• _Supplied text_
=== Section Start ===

Jeremy Moineau in CARNAGE FOR CHRISTMAS.

While the masked killer is something of a throwback to Bad Girl Boogey, Mackay is using the aesthetic of a slasher film for a different purpose, a symbol of past trauma rather than mask through which to express hidden hatred. What the films share is a common theme of reckoning with the past - and how the lingering effects hatred can reverberate through the lives of those who have faced it. It is a nearly universal queer experience, grappling with the residual pain of suppressing identities or being hated for them once they’re out in the open - using that as a source of strength is what makes these films feel so game-changing. This isn’t queer trauma porn - it’s queer empowerment.

Rather than employing the supernatural as she does in her previous films, Carnage for Christmas is more grounded, examining how small-town bigotry and childhood trauma converge even when we think we're beyond them. Mackay also specifically turns a withering eye on chasers and how the fetishization of trans people leads to dehumanization. While not quite as stylistically invigorating as her previous films, it maintains the inherent queerness of Mackay's perspective, looking to 80s slashers to give us a unique twist on a familiar genre with a developing maturity that is fascinating to witness.

=== Section End ===

• _Dataset entries_
=== Section Start ===

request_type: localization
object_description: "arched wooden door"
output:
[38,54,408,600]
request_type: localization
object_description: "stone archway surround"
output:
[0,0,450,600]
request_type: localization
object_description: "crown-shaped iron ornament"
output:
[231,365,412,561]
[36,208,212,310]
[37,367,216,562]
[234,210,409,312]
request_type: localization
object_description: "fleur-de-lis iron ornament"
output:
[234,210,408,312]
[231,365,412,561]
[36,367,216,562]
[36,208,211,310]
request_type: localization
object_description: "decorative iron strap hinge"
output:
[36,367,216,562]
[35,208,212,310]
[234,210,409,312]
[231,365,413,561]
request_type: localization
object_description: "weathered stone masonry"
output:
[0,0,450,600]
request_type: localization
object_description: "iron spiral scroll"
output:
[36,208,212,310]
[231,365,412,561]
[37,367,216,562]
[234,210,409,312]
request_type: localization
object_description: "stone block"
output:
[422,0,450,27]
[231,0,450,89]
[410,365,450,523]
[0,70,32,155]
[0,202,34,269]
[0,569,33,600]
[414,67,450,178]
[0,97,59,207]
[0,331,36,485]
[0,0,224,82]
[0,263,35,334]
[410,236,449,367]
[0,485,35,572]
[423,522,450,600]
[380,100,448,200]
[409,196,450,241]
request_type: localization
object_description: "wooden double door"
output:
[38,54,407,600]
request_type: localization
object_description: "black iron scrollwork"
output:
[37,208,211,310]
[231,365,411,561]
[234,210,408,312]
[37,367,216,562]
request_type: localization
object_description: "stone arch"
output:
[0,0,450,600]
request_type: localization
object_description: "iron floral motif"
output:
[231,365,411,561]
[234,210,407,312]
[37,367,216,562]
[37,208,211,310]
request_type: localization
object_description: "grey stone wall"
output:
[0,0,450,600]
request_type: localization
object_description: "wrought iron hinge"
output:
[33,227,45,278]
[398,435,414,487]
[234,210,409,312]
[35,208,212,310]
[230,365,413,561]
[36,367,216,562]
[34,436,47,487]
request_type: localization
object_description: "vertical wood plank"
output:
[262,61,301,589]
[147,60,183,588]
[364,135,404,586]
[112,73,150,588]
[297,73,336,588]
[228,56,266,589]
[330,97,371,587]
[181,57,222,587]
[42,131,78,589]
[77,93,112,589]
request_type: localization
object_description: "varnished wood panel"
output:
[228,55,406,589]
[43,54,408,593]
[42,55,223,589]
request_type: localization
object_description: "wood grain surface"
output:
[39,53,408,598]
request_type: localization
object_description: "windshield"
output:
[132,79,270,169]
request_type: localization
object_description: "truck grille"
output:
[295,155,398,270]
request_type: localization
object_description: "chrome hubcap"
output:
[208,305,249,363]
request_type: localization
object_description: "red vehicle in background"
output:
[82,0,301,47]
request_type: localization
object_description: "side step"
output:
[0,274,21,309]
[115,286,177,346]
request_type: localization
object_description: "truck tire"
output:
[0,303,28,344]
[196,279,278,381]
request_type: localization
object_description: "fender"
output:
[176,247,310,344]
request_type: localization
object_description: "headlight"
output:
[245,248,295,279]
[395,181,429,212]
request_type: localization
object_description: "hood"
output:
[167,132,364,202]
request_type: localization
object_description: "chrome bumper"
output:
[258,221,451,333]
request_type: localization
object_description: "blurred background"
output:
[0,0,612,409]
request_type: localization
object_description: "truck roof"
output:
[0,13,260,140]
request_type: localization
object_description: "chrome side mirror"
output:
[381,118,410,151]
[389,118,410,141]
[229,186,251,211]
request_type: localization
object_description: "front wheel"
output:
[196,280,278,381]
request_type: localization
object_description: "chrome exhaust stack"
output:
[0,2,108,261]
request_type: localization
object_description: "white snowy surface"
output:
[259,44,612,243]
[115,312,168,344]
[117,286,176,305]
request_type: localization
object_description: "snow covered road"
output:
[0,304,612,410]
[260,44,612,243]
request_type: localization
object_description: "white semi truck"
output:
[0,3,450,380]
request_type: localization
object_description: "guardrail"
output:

=== Section End ===

• _Problem_
Answer these about the Carnage for Christmas review:
1. What is the masked killer used as a symbol of?
2. On whom does Mackay turn a withering eye?
3. Slashers from which decade does the film look to?
Rely only on the Carnage for Christmas review for what comes next.

• _Your response_
1. Past trauma.
2. Chasers.
3. The 80s.